Gather every line in the entries below that contains the word "shorts", and copy each one out. Case counts.

************

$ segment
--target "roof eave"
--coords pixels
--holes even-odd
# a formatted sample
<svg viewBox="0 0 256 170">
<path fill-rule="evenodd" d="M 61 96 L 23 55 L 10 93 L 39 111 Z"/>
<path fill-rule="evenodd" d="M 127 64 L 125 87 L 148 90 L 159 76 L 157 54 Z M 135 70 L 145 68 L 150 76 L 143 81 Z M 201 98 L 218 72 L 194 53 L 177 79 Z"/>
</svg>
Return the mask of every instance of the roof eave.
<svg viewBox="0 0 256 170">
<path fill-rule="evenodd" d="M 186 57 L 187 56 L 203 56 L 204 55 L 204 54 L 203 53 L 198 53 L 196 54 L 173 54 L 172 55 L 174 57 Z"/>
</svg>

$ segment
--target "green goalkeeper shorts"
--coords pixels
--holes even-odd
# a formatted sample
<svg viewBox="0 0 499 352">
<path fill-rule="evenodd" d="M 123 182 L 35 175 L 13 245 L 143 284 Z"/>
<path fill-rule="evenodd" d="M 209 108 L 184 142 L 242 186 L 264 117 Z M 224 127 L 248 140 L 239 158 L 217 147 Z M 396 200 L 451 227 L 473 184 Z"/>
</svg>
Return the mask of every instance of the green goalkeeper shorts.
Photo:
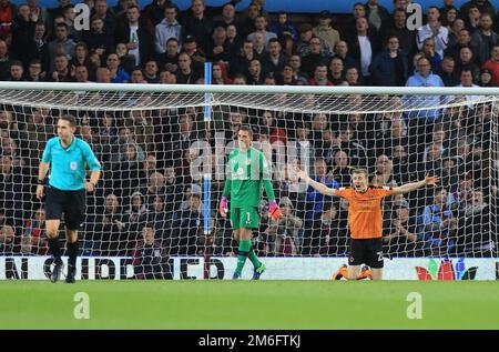
<svg viewBox="0 0 499 352">
<path fill-rule="evenodd" d="M 256 207 L 231 208 L 232 228 L 237 229 L 258 229 L 259 213 Z"/>
</svg>

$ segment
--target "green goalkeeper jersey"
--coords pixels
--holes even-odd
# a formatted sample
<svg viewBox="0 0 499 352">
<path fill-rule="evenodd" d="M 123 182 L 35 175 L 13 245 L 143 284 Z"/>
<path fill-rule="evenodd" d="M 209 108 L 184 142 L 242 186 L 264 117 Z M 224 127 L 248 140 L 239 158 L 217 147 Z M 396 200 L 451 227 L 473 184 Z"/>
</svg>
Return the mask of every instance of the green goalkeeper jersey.
<svg viewBox="0 0 499 352">
<path fill-rule="evenodd" d="M 269 201 L 275 199 L 268 162 L 254 148 L 245 152 L 236 149 L 228 155 L 226 178 L 223 195 L 231 199 L 233 208 L 259 208 L 263 188 Z"/>
</svg>

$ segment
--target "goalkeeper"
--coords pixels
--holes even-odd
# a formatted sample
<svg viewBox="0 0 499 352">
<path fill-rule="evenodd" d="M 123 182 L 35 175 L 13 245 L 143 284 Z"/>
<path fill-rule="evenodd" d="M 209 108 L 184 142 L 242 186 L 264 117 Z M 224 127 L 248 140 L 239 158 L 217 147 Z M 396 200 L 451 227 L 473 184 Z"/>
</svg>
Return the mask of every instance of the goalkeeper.
<svg viewBox="0 0 499 352">
<path fill-rule="evenodd" d="M 241 127 L 237 133 L 240 148 L 228 155 L 226 181 L 220 213 L 226 217 L 228 200 L 231 200 L 231 222 L 234 229 L 234 238 L 240 241 L 237 254 L 237 268 L 233 279 L 240 279 L 246 259 L 253 263 L 253 280 L 258 280 L 265 271 L 255 254 L 252 245 L 252 231 L 259 228 L 259 202 L 262 188 L 268 197 L 268 211 L 274 220 L 281 217 L 281 210 L 275 201 L 274 190 L 271 183 L 268 162 L 264 154 L 252 148 L 253 131 L 249 127 Z"/>
<path fill-rule="evenodd" d="M 381 233 L 381 201 L 385 197 L 409 193 L 425 185 L 434 185 L 439 179 L 427 175 L 419 182 L 400 187 L 369 187 L 368 172 L 365 169 L 353 170 L 352 188 L 330 189 L 320 182 L 312 180 L 307 172 L 295 168 L 296 174 L 314 189 L 325 195 L 336 195 L 348 201 L 348 227 L 350 230 L 350 249 L 347 269 L 344 265 L 335 273 L 334 279 L 356 280 L 370 278 L 381 280 L 383 276 L 383 233 Z M 365 263 L 371 268 L 371 273 L 359 274 L 360 265 Z"/>
</svg>

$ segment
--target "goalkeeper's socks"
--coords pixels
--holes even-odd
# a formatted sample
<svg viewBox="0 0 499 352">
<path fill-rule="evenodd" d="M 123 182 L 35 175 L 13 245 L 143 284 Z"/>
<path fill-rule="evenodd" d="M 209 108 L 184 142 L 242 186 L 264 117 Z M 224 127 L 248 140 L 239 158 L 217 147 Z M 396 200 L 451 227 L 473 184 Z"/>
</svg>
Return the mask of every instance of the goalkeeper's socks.
<svg viewBox="0 0 499 352">
<path fill-rule="evenodd" d="M 240 251 L 237 253 L 237 266 L 235 272 L 241 275 L 243 272 L 244 263 L 249 255 L 249 250 L 252 249 L 251 240 L 240 240 Z"/>
<path fill-rule="evenodd" d="M 249 261 L 253 263 L 253 266 L 255 266 L 255 269 L 262 265 L 262 262 L 258 260 L 258 257 L 256 257 L 253 245 L 249 249 L 249 255 L 247 258 L 249 258 Z"/>
<path fill-rule="evenodd" d="M 49 253 L 53 255 L 55 264 L 62 264 L 59 238 L 49 239 Z"/>
<path fill-rule="evenodd" d="M 77 257 L 78 257 L 78 240 L 73 243 L 68 242 L 68 264 L 72 268 L 77 268 Z"/>
</svg>

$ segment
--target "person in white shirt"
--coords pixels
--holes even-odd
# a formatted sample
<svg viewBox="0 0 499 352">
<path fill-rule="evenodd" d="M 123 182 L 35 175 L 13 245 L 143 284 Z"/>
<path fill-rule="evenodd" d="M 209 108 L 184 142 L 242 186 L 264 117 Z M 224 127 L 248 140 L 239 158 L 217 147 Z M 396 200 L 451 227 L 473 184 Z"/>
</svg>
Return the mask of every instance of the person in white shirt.
<svg viewBox="0 0 499 352">
<path fill-rule="evenodd" d="M 165 6 L 164 19 L 155 28 L 154 50 L 156 53 L 166 51 L 166 42 L 170 38 L 175 38 L 179 43 L 181 42 L 182 26 L 176 20 L 176 14 L 177 11 L 174 4 Z"/>
<path fill-rule="evenodd" d="M 444 50 L 447 49 L 449 43 L 449 30 L 441 26 L 440 22 L 440 11 L 436 7 L 428 8 L 427 11 L 427 24 L 418 29 L 418 34 L 416 36 L 416 44 L 418 49 L 421 50 L 422 43 L 427 38 L 435 39 L 435 51 L 444 58 Z"/>
</svg>

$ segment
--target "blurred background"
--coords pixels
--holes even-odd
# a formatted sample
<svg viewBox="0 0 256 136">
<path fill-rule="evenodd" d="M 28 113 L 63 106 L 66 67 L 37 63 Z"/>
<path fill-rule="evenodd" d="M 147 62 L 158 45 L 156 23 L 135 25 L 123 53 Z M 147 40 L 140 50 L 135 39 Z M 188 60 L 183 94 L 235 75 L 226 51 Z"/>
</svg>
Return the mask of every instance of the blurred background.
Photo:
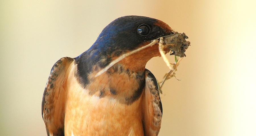
<svg viewBox="0 0 256 136">
<path fill-rule="evenodd" d="M 191 42 L 181 81 L 164 85 L 159 135 L 256 135 L 253 1 L 0 1 L 0 135 L 46 135 L 41 103 L 53 64 L 129 15 L 161 20 Z M 169 70 L 160 57 L 146 68 L 159 81 Z"/>
</svg>

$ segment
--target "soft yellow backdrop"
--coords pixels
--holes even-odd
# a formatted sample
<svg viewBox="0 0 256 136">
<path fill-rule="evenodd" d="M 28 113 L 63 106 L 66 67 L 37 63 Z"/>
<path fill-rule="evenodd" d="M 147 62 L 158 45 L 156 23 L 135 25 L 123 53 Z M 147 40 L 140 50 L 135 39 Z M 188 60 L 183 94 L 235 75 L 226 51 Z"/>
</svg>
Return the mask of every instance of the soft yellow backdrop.
<svg viewBox="0 0 256 136">
<path fill-rule="evenodd" d="M 46 135 L 41 102 L 52 66 L 128 15 L 161 20 L 191 42 L 177 73 L 181 80 L 163 89 L 159 135 L 256 135 L 253 1 L 1 1 L 0 135 Z M 146 67 L 160 80 L 168 71 L 160 58 Z"/>
</svg>

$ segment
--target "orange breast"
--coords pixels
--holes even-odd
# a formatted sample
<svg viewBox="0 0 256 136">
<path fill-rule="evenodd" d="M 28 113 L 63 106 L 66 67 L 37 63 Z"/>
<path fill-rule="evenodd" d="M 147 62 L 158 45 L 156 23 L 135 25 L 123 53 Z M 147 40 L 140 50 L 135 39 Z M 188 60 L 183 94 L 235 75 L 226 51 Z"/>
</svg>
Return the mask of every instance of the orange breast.
<svg viewBox="0 0 256 136">
<path fill-rule="evenodd" d="M 109 96 L 90 95 L 77 82 L 75 69 L 72 68 L 67 83 L 65 136 L 144 135 L 141 96 L 129 105 Z"/>
</svg>

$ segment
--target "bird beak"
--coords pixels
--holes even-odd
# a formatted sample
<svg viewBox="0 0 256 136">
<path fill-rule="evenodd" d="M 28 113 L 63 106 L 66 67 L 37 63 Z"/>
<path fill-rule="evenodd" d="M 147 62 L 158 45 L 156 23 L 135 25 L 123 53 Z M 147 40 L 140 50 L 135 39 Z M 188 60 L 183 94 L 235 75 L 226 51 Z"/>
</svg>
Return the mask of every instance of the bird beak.
<svg viewBox="0 0 256 136">
<path fill-rule="evenodd" d="M 180 57 L 186 56 L 185 52 L 190 45 L 190 42 L 186 40 L 188 37 L 185 33 L 175 32 L 174 34 L 163 37 L 164 46 L 171 50 L 170 55 L 174 55 Z"/>
</svg>

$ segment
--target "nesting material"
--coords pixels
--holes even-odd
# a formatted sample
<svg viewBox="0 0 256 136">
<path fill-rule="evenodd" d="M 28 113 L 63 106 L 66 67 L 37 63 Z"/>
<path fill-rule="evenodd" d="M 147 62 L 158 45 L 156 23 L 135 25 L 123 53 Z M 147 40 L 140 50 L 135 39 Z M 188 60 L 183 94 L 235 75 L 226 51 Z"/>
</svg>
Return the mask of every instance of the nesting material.
<svg viewBox="0 0 256 136">
<path fill-rule="evenodd" d="M 125 57 L 133 54 L 135 52 L 137 52 L 140 50 L 144 49 L 148 47 L 152 46 L 156 43 L 158 43 L 159 45 L 158 49 L 161 56 L 163 57 L 164 61 L 166 63 L 166 65 L 171 70 L 169 73 L 171 71 L 175 71 L 177 70 L 177 67 L 178 63 L 175 63 L 174 66 L 172 67 L 171 66 L 172 64 L 170 63 L 165 56 L 165 52 L 164 49 L 164 48 L 169 48 L 171 49 L 172 51 L 171 54 L 170 55 L 174 55 L 176 56 L 179 56 L 181 57 L 186 56 L 184 52 L 185 50 L 187 49 L 188 46 L 190 45 L 190 42 L 189 41 L 187 41 L 185 39 L 188 38 L 188 37 L 186 35 L 183 33 L 179 33 L 177 32 L 175 32 L 173 34 L 171 35 L 167 35 L 163 37 L 161 37 L 157 38 L 151 41 L 151 42 L 146 45 L 140 47 L 138 49 L 135 50 L 131 52 L 124 54 L 120 56 L 115 60 L 112 61 L 106 67 L 101 70 L 95 75 L 96 77 L 102 74 L 107 71 L 109 69 L 112 67 L 117 63 L 121 61 Z M 173 73 L 171 72 L 170 74 Z M 169 76 L 166 76 L 166 77 L 169 77 Z M 166 78 L 168 79 L 168 78 Z M 167 80 L 167 79 L 166 79 Z M 165 81 L 166 80 L 165 80 Z M 162 82 L 160 87 L 162 86 L 163 84 L 164 81 Z"/>
</svg>

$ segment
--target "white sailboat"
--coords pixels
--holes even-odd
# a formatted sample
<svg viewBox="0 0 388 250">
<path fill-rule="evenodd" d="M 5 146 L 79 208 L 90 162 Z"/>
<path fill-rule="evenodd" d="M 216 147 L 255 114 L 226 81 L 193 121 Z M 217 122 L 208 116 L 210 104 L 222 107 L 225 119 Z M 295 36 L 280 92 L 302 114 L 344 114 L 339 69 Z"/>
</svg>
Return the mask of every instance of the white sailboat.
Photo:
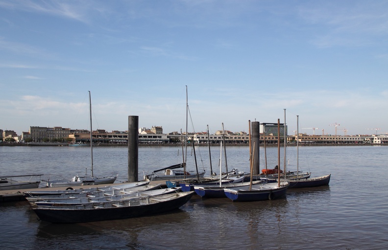
<svg viewBox="0 0 388 250">
<path fill-rule="evenodd" d="M 72 179 L 63 179 L 54 181 L 48 181 L 48 187 L 71 187 L 72 186 L 82 186 L 84 185 L 97 185 L 99 184 L 112 184 L 117 178 L 118 174 L 112 174 L 108 177 L 97 177 L 93 173 L 93 129 L 92 129 L 92 100 L 89 94 L 89 111 L 90 115 L 90 155 L 91 159 L 92 175 L 88 176 L 85 173 L 84 176 L 76 175 Z"/>
</svg>

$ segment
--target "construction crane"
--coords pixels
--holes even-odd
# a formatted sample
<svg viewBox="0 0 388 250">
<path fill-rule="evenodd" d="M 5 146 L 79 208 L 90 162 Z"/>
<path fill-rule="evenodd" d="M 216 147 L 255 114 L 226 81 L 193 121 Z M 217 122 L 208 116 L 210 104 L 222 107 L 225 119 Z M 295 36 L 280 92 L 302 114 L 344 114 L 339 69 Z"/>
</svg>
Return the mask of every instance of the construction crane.
<svg viewBox="0 0 388 250">
<path fill-rule="evenodd" d="M 329 126 L 336 126 L 336 136 L 337 136 L 337 127 L 340 126 L 340 124 L 337 124 L 337 122 L 334 123 L 334 124 L 330 124 Z"/>
<path fill-rule="evenodd" d="M 315 130 L 318 129 L 319 128 L 302 128 L 302 129 L 312 129 L 313 135 L 315 135 Z"/>
<path fill-rule="evenodd" d="M 376 130 L 376 134 L 375 135 L 377 135 L 377 131 L 380 130 L 380 129 L 378 129 L 378 128 L 375 128 L 375 129 L 373 129 L 373 130 Z"/>
</svg>

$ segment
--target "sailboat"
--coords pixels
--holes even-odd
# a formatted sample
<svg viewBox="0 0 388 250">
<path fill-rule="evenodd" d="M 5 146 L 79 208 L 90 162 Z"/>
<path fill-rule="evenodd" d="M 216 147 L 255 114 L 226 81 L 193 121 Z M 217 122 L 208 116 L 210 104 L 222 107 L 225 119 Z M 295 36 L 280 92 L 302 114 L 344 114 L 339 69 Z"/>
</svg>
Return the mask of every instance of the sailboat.
<svg viewBox="0 0 388 250">
<path fill-rule="evenodd" d="M 279 130 L 279 121 L 278 120 L 278 130 Z M 249 120 L 250 148 L 251 148 L 250 136 L 250 120 Z M 278 133 L 278 145 L 279 145 L 279 133 Z M 266 201 L 284 197 L 285 196 L 287 188 L 290 185 L 288 182 L 280 182 L 280 177 L 277 183 L 266 184 L 253 184 L 252 183 L 253 156 L 255 155 L 255 142 L 254 142 L 253 144 L 253 154 L 250 156 L 251 178 L 249 185 L 224 189 L 224 192 L 226 197 L 234 202 Z"/>
<path fill-rule="evenodd" d="M 97 185 L 99 184 L 112 184 L 117 178 L 118 174 L 113 174 L 108 177 L 97 177 L 93 173 L 93 138 L 92 129 L 92 99 L 90 91 L 89 95 L 89 111 L 90 115 L 90 155 L 91 159 L 92 175 L 87 176 L 85 173 L 84 176 L 76 175 L 72 179 L 63 179 L 54 181 L 47 181 L 47 187 L 71 187 L 72 186 L 82 186 L 84 185 Z"/>
<path fill-rule="evenodd" d="M 266 169 L 263 169 L 262 171 L 263 173 L 260 175 L 263 175 L 263 177 L 260 178 L 260 180 L 265 182 L 271 183 L 276 182 L 278 179 L 278 173 L 280 173 L 280 177 L 285 181 L 288 181 L 290 180 L 301 180 L 309 178 L 311 176 L 311 173 L 307 172 L 303 173 L 302 171 L 299 171 L 299 169 L 296 171 L 287 171 L 286 167 L 286 146 L 287 145 L 286 141 L 286 109 L 284 109 L 284 172 L 281 169 L 279 169 L 279 166 L 276 165 L 273 169 L 267 169 L 267 163 L 266 165 Z M 265 149 L 265 135 L 264 135 L 264 146 Z M 267 156 L 266 156 L 267 157 Z M 280 162 L 279 162 L 280 163 Z"/>
<path fill-rule="evenodd" d="M 296 115 L 296 131 L 297 133 L 296 140 L 296 168 L 299 170 L 299 115 Z M 308 178 L 299 179 L 298 178 L 287 180 L 290 182 L 290 188 L 297 188 L 300 187 L 313 187 L 324 186 L 329 184 L 331 175 L 326 175 L 313 178 Z"/>
<path fill-rule="evenodd" d="M 220 143 L 220 152 L 219 160 L 219 172 L 222 172 L 222 142 Z M 222 175 L 218 176 L 219 178 L 218 183 L 216 183 L 215 182 L 211 183 L 206 183 L 204 184 L 199 183 L 194 186 L 194 190 L 195 193 L 199 196 L 203 198 L 224 198 L 226 197 L 224 192 L 224 189 L 230 187 L 241 187 L 242 186 L 247 185 L 249 182 L 239 182 L 234 183 L 233 180 L 223 180 Z M 225 175 L 225 176 L 226 175 Z M 225 182 L 231 182 L 225 183 Z M 259 182 L 260 182 L 260 181 Z"/>
</svg>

************

» COMPLETE RESPONSE
--target "green goalkeeper shorts"
Return the mask of every instance of the green goalkeeper shorts.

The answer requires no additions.